▶ Problem to work on
Repeat the listing exactly, line by line.

━━━━━ Source information ━━━━━

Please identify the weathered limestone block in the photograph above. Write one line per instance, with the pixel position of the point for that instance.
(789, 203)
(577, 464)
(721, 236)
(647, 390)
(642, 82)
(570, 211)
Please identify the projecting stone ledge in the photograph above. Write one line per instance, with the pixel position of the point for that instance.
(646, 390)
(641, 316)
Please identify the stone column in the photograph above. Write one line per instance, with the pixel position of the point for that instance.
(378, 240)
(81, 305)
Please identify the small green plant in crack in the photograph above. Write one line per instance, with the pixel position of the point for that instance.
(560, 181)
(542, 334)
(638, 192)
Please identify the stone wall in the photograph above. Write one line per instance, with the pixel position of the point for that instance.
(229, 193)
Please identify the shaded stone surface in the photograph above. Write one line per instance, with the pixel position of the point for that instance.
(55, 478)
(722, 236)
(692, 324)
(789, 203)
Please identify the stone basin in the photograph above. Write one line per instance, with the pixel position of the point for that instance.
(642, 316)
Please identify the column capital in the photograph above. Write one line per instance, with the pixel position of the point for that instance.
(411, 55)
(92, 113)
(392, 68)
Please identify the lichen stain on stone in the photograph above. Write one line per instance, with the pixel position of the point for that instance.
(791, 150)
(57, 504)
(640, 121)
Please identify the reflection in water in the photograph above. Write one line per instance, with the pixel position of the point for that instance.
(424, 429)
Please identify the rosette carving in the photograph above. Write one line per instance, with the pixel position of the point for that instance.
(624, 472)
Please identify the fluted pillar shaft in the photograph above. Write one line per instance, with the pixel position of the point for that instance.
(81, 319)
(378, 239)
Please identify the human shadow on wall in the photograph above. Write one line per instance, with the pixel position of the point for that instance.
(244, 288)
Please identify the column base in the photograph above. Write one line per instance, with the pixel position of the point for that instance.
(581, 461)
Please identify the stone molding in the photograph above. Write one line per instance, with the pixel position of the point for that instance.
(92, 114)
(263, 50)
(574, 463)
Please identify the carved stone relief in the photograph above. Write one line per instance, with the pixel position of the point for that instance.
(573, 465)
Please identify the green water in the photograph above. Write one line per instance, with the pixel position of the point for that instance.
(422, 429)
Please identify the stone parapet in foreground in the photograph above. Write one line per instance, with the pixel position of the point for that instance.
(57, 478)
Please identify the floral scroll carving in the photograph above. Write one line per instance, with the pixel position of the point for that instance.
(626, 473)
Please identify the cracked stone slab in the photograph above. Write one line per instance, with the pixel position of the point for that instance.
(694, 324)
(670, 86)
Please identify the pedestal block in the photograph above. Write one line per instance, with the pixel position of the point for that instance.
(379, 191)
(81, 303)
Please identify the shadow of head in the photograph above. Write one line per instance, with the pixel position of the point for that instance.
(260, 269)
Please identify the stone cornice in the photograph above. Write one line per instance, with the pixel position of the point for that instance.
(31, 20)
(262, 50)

━━━━━

▶ Worked solution
Please identify the weathered limestone block in the photograph above. Write one line per instance, with the pixel position of the point for that instance.
(789, 203)
(577, 464)
(721, 236)
(647, 390)
(642, 82)
(570, 211)
Please identify the projecting stone ledge in the photograph above. Write one line per instance, with the pixel position of the point for that instance.
(646, 390)
(641, 316)
Please identify the stone column in the photograph above. Write one line per instance, with the pixel position of the point for that instance.
(378, 240)
(81, 305)
Please identify the small green plant in crack in the photograph above. Write one line per instance, with the pixel position of the point for that instance.
(560, 181)
(542, 334)
(638, 192)
Please identify the stone wall in the photograph above. Write one line per instance, with the pixel position of the point for that instance.
(229, 193)
Please identify the shaded stone surface in the photograph above. Write one line per instance, with the pixel position of the point for that instance.
(55, 478)
(722, 236)
(692, 324)
(789, 203)
Please identify the stone basin in the photograph above. Write one line per instance, with the pixel position of the point for that instance.
(642, 316)
Please identify the column capital in the photograph above. Write one line per instance, with the pixel position of the point for that instance.
(411, 55)
(92, 113)
(392, 68)
Please identify the lichen stain on stone in the photograph above. Write one line per instance, with the pixel position of the point for that instance.
(791, 150)
(57, 504)
(640, 121)
Please identify the reflection in water in the photograph above. Write one line per instance, with the pixel position of the point for that instance.
(424, 429)
Please identify the rosette carving in the photograph above. Write one line per instance, with the pixel position of the point for that instance.
(624, 472)
Please identify the fluted pillar shaft in the photograph above. Write one line per instance, with the pixel position of the point for that instance.
(81, 319)
(378, 239)
Please identify the human shadow on wall in the photograph above. Write one line per instance, with the pixel position of the point for that instance.
(244, 288)
Please identify the column base in the photograph above. Write one line per instance, with the pixel position of the point for that instance.
(581, 461)
Please identify the stone molding in the photograph above. Write one line per instance, with the pixel position of the point for that instance.
(92, 114)
(263, 50)
(574, 463)
Please identify the carved stone relief in the photograph above. Write one line per instance, with the pixel position of the point for that instance.
(573, 465)
Please identify the green water in the photograph above. Write one line per instance, with the pixel position of the point for that instance.
(422, 429)
Please identify the stone parapet in foreground in the photograph above. Write one line per instance, with the pixel position of the point for that instance.
(57, 478)
Please identify the floral scroll carving in the photograph above. Write one line per instance, with the pixel position of the point for that instance.
(626, 473)
Please identify the cracked stone slab in the photograph above. Write one line per instance, with the pixel position of the point for that instance.
(694, 324)
(670, 86)
Please identify the pedestal block in the photograph above. Write one line per instance, with the pixel position of the point for that instance.
(379, 191)
(81, 303)
Please identify the shadow of head in the photograph above. Write one line per instance, with the pixel position of the point for that instance.
(260, 269)
Please identify the stone cornice in the photograph above. Write one line per instance, with the pixel position of the point for that instance.
(31, 20)
(262, 50)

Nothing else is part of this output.